**PASSAGE TO READ**
*****

Tech mounts pre-emptive strike on taxes
The tech industry is ramping up its lobbying efforts on tax reform, seeking to make sure it doesn’t end up the loser if Washington can finally find a consensus on rewriting U.S. tax laws.
The Tax Innovation Equality Coalition, or TIE, a group that counts both technology and pharmaceutical titans among its members, released a report Monday that seeks to protect the tax treatment of patents, copyrights and other intangible properties.
Matthew Slaughter of Dartmouth, the report’s author, argued that wringing more taxes out of the most innovative companies in the U.S. would be counterproductive in the long run, noting that President Obama just insisted that he and Congress can do more to produce more better-paying U.S. jobs.
“If you’ve got a goal of creating good jobs, with good wages, and more of them in the United States, you really care about having IP jobs in the United States,” Slaughter said, referring to companies that have lots of intangible property.

*****

**DATA SECTION**
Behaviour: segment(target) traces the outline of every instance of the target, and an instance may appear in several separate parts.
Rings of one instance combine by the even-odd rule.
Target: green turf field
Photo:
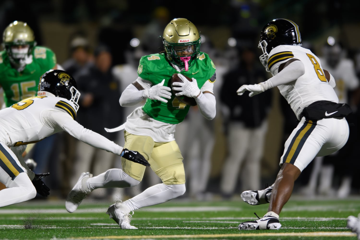
[[[0,208],[1,239],[241,239],[356,240],[346,218],[360,212],[360,199],[307,200],[292,198],[277,230],[239,231],[239,223],[262,217],[267,205],[238,201],[174,199],[135,211],[138,230],[124,230],[105,214],[111,202],[86,199],[72,213],[65,201],[32,200]]]

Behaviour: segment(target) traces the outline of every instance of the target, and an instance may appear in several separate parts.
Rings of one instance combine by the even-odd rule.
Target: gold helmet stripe
[[[24,172],[1,144],[0,144],[0,167],[6,172],[12,180],[14,180],[21,172]]]
[[[295,23],[294,22],[292,21],[291,20],[289,20],[288,19],[286,19],[286,18],[282,18],[282,19],[283,19],[284,20],[286,20],[287,21],[288,21],[290,23],[291,23],[294,27],[295,27],[295,29],[296,31],[296,37],[297,38],[297,42],[301,42],[301,36],[300,35],[300,31],[299,31],[299,26],[297,26],[297,24]]]
[[[291,51],[280,52],[272,55],[267,60],[267,66],[269,69],[273,65],[279,62],[286,60],[294,57],[294,54]]]

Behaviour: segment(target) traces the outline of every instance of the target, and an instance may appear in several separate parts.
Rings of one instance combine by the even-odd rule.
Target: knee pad
[[[105,181],[107,187],[111,185],[112,187],[129,187],[136,186],[139,181],[134,178],[121,169],[112,168],[106,171],[105,176]]]
[[[183,195],[185,193],[185,191],[186,190],[185,184],[173,184],[172,185],[166,186],[171,189],[174,198]]]

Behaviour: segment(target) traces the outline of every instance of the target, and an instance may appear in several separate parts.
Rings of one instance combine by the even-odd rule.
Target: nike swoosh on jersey
[[[267,220],[269,220],[269,219],[271,219],[272,218],[274,218],[273,217],[269,217],[269,218],[266,218],[266,219],[260,219],[260,221],[266,221]]]
[[[332,112],[332,113],[328,113],[328,111],[327,111],[326,112],[325,112],[325,116],[326,116],[327,117],[329,117],[329,116],[330,116],[330,115],[333,115],[334,113],[337,113],[338,112],[339,112],[339,111],[337,111],[336,112]]]

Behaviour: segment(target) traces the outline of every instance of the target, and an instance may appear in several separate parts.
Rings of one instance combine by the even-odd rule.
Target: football
[[[183,80],[181,80],[177,74],[179,73],[174,73],[172,74],[172,76],[171,77],[171,89],[172,89],[172,83],[175,82],[183,82]],[[185,76],[184,75],[186,79],[188,81],[190,82],[193,81],[192,80]],[[175,94],[179,92],[178,91],[174,91],[172,90],[172,93],[175,95]],[[196,103],[196,101],[195,101],[195,99],[194,98],[189,98],[189,97],[186,96],[181,95],[179,96],[177,96],[175,95],[175,97],[179,100],[179,101],[182,102],[183,103],[185,103],[186,105],[189,105],[190,106],[196,106],[197,105]]]
[[[328,82],[330,80],[330,74],[327,70],[325,70],[325,69],[323,70],[324,74],[325,75],[325,77],[326,78],[326,80],[328,80]]]

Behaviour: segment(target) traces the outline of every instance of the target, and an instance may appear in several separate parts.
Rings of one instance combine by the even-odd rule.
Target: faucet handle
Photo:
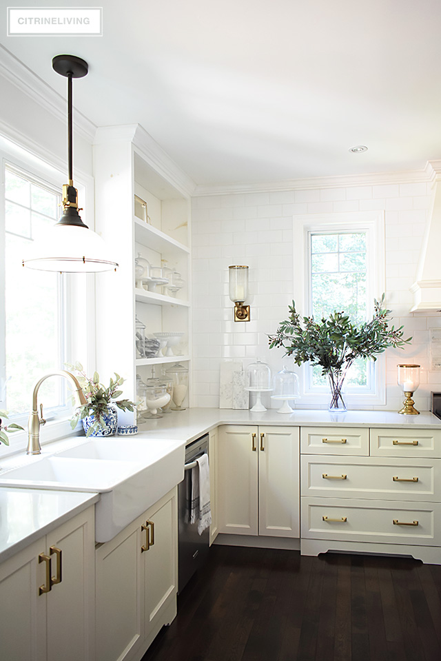
[[[43,417],[43,404],[40,404],[40,419],[39,420],[40,425],[45,425],[46,421]]]

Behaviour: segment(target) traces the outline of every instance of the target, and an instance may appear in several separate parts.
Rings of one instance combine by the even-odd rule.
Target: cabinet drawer
[[[304,454],[367,456],[369,429],[367,427],[304,427],[300,429],[300,451]]]
[[[302,496],[441,502],[440,459],[301,459]]]
[[[411,507],[410,503],[394,505],[381,500],[301,500],[303,538],[427,546],[441,544],[441,504],[438,502],[419,502]]]
[[[371,429],[371,454],[378,457],[441,457],[441,429]]]

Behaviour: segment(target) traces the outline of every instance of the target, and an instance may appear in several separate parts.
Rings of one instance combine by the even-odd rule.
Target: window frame
[[[385,291],[384,214],[382,211],[311,214],[295,216],[293,219],[294,299],[300,314],[311,314],[310,236],[314,233],[367,232],[367,297],[368,313],[373,312],[373,298]],[[300,275],[300,276],[299,276]],[[312,387],[311,366],[304,363],[296,367],[300,372],[300,405],[322,407],[329,404],[329,389]],[[386,403],[386,371],[384,353],[371,363],[370,387],[347,387],[344,396],[347,405],[370,408]]]
[[[54,158],[54,162],[56,159]],[[62,190],[66,183],[66,174],[55,165],[43,160],[41,156],[31,153],[20,145],[13,142],[4,134],[0,134],[0,237],[4,237],[5,225],[5,171],[9,166],[13,171],[28,176],[36,183],[41,183],[52,188]],[[94,218],[94,187],[93,179],[83,173],[76,174],[75,185],[79,190],[79,197],[83,205],[81,216],[89,227],[93,227]],[[0,241],[0,409],[5,409],[4,377],[6,365],[6,309],[5,309],[5,241]],[[66,361],[73,363],[80,360],[90,370],[94,369],[95,363],[95,278],[94,274],[63,274],[64,305],[60,310],[63,317],[62,341],[64,343]],[[63,369],[63,366],[61,367]],[[41,374],[43,376],[44,374]],[[64,387],[64,385],[63,386]],[[28,394],[30,410],[32,392]],[[43,402],[44,407],[44,402]],[[42,429],[42,445],[77,434],[70,428],[69,420],[72,409],[68,398],[65,407],[58,407],[57,411],[44,411],[48,421]],[[46,414],[48,414],[46,416]],[[10,445],[0,445],[0,456],[4,457],[16,452],[22,451],[28,444],[27,422],[28,412],[21,416],[10,418],[9,422],[14,422],[25,427],[25,431],[17,431],[9,436]]]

*****

**WHAT THIS TASK INVOLVES**
Output the full text about the tech industry's lobbying on tax reform word for word.

**OUTPUT BELOW**
Tech mounts pre-emptive strike on taxes
The tech industry is ramping up its lobbying efforts on tax reform, seeking to make sure it doesn’t end up the loser if Washington can finally find a consensus on rewriting U.S. tax laws.
The Tax Innovation Equality Coalition, or TIE, a group that counts both technology and pharmaceutical titans among its members, released a report Monday that seeks to protect the tax treatment of patents, copyrights and other intangible properties.
Matthew Slaughter of Dartmouth, the report’s author, argued that wringing more taxes out of the most innovative companies in the U.S. would be counterproductive in the long run, noting that President Obama just insisted that he and Congress can do more to produce more better-paying U.S. jobs.
“If you’ve got a goal of creating good jobs, with good wages, and more of them in the United States, you really care about having IP jobs in the United States,” Slaughter said, referring to companies that have lots of intangible property.